#### [Задание]
Определите, согласуются ли с текстом о гибернации следующие утверждения. На каждое ответьте «да» или «нет» и дословно приведите решающие слова текста.
1. В гибернации лемур потребляет кислорода в пять раз меньше, чем на пике бодрости.
2. Пациентов перед особенно сложными операциями на сердце или мозге начали охлаждать с 1980-х годов.
3. Ночью температура лемура в гибернации может опуститься до 10,6 градуса Цельсия.

Слово «засыпает» нуждается, конечно, в уточнениях. Медики называют это состояние гибернацией: резко замедляется обмен веществ, падают пульс и температура. Когда лемур активен, она держится в районе человеческих 36,6, а в гибернации колеблется вместе с температурой дупла. В частности, запросто может опуститься ночью до 10,6 градуса Цельсия.
Возьми мы такого лемура на руки, он показался бы мертвым и давно закоченевшим. Те, кто вспомнит курсы первой медпомощи и поднесет к лемурьему рту зеркальце, тоже мало чего добьются. Ученые не поленились усадить лемуров в герметичные коробки с газоанализатором и сосчитать, что в гибернации они потребляют всего 30 миллилитров кислорода в час, то есть впятеро меньше, чем 150 миллилитров в час на пике бодрости. Другими словами, дышат впятеро реже.
Медики, которые лечат людей, могли бы о таком только мечтать. Потому что гибернация нужна не столько NASA, чтобы отправлять заторможенных на многие годы астронавтов к Юпитеру (у Кубрика в «Космической одиссее 2001» это плохо кончилось), сколько хирургам. С 1960-х перед особенно сложными операциями на открытом сердце или мозге пациента тщательно охлаждают, иногда даже до 30 градусов. Если каждая секунда на счету, замедление всех биохимических процессов врачу на руку.
Но это мгновенное, тактическое применение гибернации. А еще есть стратегическое: погружать в долгую спячку тяжелобольных. Причем вовсе не как в клипе ОГПУ группы «Шкловский» про раненого чекиста, чье начальство надеется на фантастическую медицину будущего («заморозим тебя в спецгробу, проснешься в 2015 году»). А из приземленного расчета: чтобы у пациента выросли шансы дождаться донорской почки или сердца, которые иногда находят с опозданием на сутки или на неделю. В гибернации ниже скорость обмена веществ, значит, ниже и темп износа еле живого организма.

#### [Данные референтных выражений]
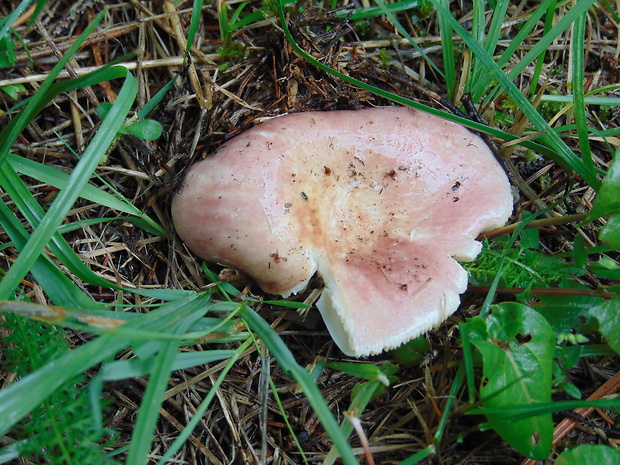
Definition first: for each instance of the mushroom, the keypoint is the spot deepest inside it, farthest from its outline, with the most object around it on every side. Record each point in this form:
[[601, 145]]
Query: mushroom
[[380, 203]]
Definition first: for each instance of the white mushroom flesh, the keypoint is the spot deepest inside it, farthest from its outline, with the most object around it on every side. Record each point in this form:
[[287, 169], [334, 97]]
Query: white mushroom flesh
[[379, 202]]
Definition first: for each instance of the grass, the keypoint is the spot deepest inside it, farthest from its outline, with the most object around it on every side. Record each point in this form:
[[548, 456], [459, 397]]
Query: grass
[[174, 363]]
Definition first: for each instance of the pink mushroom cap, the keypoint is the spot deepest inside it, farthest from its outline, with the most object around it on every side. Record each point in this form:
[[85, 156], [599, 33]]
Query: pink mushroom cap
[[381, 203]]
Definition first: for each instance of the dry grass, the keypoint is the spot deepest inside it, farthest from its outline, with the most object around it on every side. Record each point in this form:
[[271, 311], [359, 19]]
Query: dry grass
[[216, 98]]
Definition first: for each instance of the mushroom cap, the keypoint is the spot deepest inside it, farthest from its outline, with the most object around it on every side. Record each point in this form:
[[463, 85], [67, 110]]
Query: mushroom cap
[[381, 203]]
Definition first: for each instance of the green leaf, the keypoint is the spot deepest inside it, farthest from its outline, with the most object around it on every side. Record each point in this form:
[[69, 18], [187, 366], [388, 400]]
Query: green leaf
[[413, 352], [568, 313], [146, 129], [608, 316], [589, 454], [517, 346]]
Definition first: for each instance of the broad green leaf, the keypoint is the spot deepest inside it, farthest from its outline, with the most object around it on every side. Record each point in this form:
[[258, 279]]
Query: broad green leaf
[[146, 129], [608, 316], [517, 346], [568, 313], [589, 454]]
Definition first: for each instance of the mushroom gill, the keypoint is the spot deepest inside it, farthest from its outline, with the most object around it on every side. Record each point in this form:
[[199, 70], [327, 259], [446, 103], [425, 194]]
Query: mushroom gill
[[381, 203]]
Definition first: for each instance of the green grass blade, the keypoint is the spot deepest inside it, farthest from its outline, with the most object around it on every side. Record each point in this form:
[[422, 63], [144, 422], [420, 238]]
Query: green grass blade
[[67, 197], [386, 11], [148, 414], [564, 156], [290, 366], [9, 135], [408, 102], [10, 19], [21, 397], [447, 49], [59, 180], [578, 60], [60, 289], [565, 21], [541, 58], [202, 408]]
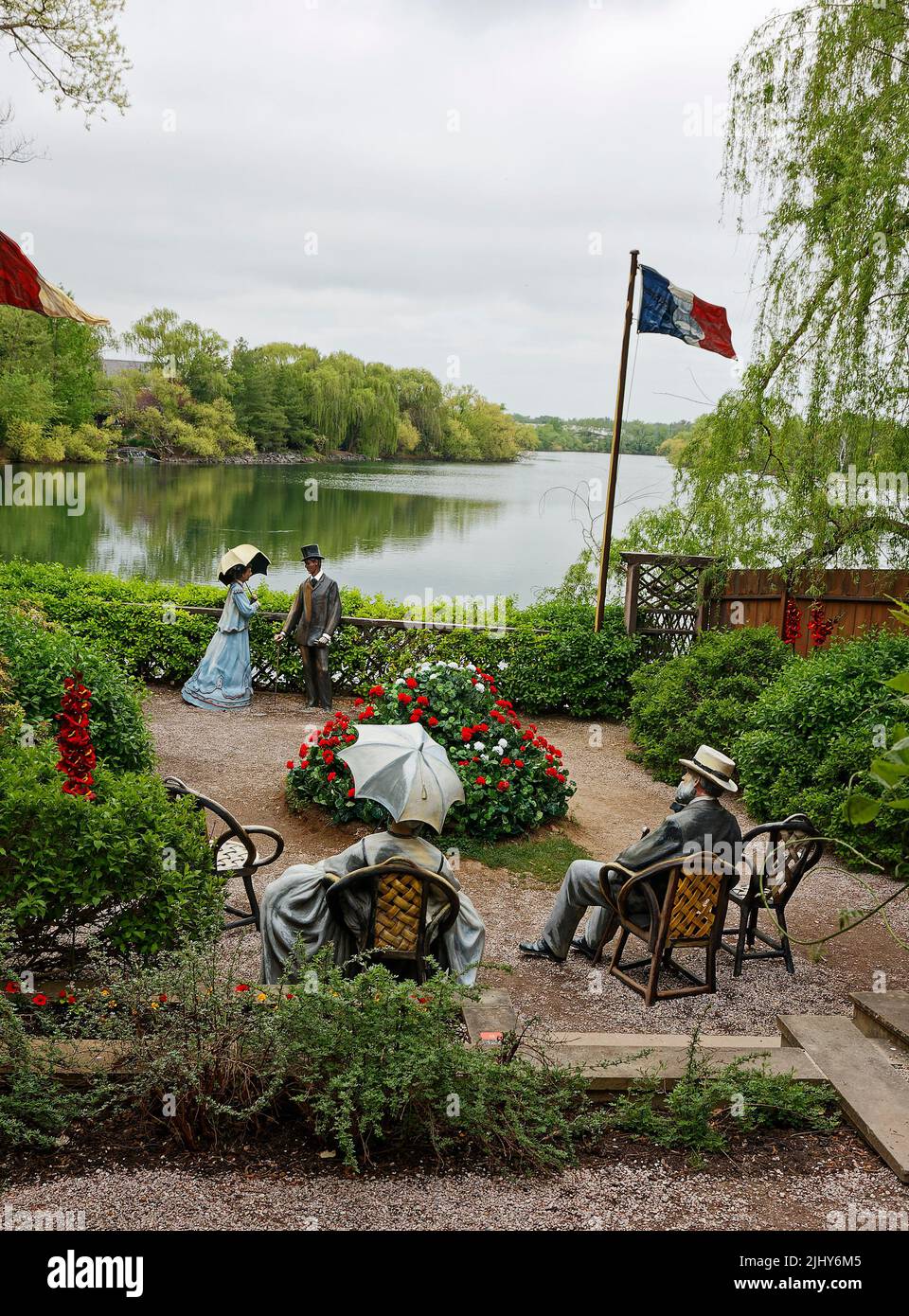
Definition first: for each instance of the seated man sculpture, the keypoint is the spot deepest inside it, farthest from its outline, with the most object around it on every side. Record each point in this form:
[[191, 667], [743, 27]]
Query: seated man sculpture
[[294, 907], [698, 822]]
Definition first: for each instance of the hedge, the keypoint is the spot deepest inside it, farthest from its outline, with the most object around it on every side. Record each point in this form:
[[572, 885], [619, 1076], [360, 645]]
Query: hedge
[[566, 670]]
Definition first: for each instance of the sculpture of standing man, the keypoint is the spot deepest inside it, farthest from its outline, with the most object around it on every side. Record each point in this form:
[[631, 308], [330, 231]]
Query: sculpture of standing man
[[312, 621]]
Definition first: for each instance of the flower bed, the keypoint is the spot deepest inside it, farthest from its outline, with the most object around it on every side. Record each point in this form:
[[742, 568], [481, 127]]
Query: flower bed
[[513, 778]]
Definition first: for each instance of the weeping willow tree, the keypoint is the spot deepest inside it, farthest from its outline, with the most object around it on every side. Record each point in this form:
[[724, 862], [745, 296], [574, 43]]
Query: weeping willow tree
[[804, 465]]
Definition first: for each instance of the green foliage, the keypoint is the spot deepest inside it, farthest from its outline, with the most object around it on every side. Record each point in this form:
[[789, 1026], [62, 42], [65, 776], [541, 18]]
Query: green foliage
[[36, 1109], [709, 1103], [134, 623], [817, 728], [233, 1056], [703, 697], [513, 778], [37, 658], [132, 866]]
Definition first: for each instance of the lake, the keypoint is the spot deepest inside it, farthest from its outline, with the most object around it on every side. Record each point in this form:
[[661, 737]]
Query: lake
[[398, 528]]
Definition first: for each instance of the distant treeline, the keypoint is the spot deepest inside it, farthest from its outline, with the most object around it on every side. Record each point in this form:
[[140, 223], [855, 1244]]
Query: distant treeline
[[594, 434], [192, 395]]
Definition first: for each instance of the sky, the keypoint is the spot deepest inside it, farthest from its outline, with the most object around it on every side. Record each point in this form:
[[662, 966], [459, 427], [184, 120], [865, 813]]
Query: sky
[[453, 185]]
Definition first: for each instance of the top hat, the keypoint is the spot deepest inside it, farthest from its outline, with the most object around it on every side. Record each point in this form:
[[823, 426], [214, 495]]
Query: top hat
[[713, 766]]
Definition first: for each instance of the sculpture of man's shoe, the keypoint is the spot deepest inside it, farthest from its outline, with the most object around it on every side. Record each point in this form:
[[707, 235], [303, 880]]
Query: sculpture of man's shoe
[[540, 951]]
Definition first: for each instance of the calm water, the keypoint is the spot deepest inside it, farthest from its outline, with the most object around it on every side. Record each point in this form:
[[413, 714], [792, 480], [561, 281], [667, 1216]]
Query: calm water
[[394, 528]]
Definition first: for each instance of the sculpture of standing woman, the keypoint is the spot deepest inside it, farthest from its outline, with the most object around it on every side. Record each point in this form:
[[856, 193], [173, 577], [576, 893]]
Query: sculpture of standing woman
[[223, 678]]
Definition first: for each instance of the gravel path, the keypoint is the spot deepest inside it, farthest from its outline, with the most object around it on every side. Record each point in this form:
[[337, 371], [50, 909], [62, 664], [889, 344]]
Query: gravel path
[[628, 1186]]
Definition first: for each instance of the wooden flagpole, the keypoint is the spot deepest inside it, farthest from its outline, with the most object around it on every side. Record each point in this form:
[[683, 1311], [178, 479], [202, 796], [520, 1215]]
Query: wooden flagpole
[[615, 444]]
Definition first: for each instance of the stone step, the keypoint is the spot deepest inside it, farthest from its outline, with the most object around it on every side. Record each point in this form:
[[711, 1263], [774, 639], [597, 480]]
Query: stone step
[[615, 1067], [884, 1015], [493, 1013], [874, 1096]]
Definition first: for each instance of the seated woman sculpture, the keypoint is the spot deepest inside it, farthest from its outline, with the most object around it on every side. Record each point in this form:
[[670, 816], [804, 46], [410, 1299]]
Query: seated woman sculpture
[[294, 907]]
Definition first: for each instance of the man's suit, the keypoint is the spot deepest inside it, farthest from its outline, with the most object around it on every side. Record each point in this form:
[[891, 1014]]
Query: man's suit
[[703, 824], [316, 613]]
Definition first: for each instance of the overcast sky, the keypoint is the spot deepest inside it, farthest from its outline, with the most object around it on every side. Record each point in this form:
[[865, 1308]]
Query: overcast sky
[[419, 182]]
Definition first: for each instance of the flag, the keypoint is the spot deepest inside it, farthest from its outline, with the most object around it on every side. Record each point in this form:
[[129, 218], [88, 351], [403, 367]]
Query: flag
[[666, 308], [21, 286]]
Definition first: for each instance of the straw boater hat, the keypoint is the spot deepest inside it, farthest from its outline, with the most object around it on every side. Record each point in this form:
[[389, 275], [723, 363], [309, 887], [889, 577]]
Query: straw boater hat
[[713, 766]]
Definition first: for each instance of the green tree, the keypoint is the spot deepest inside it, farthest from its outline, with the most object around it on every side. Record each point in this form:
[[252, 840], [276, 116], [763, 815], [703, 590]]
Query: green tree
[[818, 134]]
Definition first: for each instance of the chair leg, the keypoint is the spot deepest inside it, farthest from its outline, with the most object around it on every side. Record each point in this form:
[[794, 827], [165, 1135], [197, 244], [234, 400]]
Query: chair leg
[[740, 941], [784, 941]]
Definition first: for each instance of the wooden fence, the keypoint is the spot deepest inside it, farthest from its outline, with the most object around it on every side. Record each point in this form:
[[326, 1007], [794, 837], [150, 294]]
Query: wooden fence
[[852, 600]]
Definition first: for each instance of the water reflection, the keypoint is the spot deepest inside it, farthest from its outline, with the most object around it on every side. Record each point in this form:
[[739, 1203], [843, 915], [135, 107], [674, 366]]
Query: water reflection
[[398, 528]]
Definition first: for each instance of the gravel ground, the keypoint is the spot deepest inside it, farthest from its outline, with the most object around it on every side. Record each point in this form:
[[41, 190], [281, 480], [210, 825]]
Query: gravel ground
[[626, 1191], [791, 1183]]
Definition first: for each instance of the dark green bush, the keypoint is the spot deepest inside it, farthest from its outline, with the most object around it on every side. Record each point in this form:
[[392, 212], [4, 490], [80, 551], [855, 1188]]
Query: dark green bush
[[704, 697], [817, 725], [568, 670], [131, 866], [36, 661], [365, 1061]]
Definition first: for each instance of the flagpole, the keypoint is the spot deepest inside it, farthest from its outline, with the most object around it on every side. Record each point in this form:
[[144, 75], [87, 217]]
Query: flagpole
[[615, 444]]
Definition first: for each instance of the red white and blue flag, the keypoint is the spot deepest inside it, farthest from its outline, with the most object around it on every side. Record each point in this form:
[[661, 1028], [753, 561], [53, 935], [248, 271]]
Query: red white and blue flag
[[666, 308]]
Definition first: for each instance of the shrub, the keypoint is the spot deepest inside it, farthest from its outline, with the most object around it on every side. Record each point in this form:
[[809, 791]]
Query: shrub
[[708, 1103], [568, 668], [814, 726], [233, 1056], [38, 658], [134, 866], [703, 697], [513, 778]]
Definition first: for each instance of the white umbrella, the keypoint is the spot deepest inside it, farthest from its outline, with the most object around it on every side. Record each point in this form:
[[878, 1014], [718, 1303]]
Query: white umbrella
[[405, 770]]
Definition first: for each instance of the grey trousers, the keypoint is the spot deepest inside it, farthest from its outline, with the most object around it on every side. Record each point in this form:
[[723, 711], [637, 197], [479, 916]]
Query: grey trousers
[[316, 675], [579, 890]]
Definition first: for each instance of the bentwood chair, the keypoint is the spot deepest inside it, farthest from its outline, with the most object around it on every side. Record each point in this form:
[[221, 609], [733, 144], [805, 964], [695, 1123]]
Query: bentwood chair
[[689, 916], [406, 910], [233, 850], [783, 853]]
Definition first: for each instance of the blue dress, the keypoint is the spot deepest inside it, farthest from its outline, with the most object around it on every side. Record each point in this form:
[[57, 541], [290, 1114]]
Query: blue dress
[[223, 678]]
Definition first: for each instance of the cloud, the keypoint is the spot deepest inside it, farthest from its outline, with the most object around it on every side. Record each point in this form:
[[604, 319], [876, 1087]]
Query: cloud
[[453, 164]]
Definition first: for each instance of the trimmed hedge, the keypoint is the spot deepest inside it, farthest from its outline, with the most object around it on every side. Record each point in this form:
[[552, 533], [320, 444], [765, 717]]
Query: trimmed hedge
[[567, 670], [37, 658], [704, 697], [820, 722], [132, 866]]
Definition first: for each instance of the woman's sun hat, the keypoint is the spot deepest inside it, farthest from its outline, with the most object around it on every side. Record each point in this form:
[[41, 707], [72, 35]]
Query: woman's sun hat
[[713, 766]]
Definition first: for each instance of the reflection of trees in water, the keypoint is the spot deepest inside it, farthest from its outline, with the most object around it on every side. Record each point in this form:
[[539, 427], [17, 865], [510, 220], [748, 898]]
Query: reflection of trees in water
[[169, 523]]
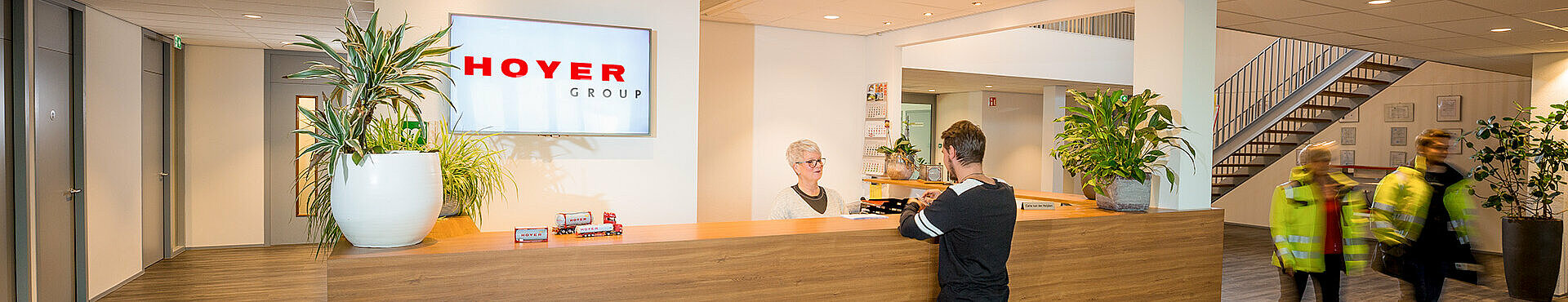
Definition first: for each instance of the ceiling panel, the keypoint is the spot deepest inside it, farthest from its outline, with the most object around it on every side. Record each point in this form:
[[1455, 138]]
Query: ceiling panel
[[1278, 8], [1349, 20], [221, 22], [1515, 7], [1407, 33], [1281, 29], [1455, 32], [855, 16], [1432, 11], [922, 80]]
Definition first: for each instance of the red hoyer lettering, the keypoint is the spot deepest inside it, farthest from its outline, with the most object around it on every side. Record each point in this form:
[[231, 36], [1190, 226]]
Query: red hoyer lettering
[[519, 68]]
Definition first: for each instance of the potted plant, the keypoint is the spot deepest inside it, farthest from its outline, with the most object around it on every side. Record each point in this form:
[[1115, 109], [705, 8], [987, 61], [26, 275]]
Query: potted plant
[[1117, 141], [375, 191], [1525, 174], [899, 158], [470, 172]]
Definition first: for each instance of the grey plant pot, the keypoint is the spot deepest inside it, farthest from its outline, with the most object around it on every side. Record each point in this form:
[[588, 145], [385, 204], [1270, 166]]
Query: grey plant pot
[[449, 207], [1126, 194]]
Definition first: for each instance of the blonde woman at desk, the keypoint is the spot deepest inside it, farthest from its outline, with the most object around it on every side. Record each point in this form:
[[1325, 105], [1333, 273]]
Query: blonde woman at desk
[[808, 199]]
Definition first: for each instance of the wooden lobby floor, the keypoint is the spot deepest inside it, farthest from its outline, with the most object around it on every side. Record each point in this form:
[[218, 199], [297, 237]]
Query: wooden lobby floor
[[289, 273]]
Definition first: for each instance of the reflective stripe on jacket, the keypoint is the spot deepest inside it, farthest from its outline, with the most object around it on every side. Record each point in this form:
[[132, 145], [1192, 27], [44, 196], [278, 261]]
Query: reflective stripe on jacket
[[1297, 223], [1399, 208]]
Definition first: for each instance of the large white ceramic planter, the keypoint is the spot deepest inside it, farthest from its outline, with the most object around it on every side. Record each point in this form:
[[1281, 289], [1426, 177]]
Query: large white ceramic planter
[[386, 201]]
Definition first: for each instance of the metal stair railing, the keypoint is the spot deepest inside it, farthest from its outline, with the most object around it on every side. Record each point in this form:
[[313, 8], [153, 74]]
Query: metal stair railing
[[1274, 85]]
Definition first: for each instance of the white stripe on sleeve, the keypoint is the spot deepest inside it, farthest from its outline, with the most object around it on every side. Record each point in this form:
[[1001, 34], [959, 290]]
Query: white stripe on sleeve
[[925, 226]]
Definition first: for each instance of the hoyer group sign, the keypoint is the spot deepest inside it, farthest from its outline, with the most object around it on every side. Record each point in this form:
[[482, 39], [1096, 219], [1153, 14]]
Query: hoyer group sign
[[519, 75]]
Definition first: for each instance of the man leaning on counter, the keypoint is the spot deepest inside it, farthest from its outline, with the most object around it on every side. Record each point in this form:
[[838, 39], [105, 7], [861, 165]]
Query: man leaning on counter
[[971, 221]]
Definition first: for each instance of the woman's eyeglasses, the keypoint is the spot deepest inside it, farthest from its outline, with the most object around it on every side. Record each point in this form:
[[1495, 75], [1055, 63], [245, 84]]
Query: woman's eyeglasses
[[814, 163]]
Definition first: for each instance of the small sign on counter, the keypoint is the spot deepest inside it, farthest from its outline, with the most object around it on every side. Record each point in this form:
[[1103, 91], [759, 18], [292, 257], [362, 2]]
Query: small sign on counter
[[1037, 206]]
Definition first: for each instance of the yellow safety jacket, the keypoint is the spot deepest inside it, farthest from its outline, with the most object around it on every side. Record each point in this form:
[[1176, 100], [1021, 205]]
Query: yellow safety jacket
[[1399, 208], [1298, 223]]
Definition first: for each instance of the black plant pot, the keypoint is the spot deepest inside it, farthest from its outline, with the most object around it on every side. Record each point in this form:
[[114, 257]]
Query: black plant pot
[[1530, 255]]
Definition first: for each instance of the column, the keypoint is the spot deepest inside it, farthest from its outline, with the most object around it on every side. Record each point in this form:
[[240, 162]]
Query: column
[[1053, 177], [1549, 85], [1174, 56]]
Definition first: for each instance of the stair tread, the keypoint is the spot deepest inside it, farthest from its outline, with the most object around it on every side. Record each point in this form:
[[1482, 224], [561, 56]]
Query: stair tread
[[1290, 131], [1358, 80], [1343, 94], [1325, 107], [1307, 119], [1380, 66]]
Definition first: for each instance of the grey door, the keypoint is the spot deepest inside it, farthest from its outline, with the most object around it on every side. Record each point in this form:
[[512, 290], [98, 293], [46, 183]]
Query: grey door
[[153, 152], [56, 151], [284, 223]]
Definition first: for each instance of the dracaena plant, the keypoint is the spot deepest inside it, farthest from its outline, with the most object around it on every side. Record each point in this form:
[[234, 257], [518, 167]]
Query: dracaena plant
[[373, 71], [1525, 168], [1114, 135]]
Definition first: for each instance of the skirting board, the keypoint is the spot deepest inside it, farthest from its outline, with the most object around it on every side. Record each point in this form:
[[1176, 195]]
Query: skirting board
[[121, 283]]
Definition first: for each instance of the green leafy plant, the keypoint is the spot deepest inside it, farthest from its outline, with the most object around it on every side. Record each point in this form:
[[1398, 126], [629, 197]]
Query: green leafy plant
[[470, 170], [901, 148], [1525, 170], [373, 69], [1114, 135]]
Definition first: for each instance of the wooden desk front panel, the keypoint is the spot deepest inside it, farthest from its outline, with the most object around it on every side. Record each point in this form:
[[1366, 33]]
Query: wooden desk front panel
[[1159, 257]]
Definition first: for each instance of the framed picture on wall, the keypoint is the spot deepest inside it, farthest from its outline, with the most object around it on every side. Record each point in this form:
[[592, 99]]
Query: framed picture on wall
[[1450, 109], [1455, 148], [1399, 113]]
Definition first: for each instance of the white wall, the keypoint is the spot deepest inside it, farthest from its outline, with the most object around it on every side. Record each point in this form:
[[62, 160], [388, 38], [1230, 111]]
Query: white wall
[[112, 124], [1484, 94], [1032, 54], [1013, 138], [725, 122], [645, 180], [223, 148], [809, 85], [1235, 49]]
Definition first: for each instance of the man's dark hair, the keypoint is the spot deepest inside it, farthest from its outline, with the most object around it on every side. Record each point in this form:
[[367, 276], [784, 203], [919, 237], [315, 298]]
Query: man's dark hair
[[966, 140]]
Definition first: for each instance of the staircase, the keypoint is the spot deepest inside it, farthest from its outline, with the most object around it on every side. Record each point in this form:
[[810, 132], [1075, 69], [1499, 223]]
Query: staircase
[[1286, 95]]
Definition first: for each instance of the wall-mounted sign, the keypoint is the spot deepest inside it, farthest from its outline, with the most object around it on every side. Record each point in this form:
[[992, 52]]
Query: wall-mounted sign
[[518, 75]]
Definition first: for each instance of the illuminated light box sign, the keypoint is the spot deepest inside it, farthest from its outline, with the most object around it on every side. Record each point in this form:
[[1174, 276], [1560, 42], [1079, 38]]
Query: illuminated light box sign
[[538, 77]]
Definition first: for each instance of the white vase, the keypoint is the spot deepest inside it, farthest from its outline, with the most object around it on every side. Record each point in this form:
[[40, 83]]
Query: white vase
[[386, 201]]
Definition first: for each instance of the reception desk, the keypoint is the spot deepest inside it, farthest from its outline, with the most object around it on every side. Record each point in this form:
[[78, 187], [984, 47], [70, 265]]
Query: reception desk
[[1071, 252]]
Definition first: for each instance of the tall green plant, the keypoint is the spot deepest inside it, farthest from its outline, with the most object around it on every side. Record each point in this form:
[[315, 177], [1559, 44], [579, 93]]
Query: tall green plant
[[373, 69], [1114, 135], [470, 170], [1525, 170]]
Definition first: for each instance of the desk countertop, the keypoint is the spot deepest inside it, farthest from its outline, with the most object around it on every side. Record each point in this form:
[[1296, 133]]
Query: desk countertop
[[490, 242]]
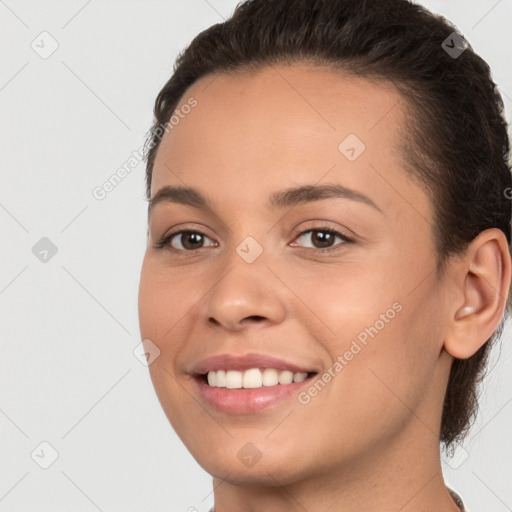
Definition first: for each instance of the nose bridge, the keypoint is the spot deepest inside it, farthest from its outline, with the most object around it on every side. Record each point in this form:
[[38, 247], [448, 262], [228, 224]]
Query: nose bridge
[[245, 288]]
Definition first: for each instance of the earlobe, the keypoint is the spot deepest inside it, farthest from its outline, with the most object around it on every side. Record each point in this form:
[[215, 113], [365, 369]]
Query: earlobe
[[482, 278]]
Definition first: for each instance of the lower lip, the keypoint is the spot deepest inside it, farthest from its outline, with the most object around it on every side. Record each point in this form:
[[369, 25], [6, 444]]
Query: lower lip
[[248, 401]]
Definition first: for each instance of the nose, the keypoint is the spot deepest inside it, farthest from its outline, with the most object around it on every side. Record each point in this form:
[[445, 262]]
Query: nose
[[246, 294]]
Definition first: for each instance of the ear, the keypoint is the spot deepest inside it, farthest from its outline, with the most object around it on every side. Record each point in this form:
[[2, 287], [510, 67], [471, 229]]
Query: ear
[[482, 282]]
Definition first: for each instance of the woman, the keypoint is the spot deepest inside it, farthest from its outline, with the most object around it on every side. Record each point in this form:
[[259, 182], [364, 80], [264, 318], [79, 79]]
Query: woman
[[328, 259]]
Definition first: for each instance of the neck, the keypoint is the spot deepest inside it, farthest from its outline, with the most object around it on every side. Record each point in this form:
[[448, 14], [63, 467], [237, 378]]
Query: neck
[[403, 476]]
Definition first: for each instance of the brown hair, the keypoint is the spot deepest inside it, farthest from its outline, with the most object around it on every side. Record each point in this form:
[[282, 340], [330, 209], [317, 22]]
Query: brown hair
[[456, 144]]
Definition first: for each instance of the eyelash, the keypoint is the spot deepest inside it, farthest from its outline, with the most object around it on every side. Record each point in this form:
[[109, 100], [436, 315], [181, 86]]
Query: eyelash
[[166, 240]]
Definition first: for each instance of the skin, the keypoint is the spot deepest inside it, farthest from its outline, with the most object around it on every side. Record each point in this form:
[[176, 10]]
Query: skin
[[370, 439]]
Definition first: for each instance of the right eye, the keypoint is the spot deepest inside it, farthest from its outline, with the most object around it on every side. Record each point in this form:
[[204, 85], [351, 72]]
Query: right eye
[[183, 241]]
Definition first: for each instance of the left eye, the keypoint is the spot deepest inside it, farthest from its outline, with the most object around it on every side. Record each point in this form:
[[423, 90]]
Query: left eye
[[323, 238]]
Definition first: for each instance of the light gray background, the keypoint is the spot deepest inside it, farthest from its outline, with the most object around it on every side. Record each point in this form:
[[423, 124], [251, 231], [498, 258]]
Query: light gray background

#### [Ответ]
1. Да: «в гибернации они потребляют всего 30 миллилитров кислорода в час, то есть впятеро меньше, чем 150 миллилитров в час на пике бодрости».
2. Нет: «С 1960-х перед особенно сложными операциями на открытом сердце или мозге пациента тщательно охлаждают».
3. Да: «запросто может опуститься ночью до 10,6 градуса Цельсия».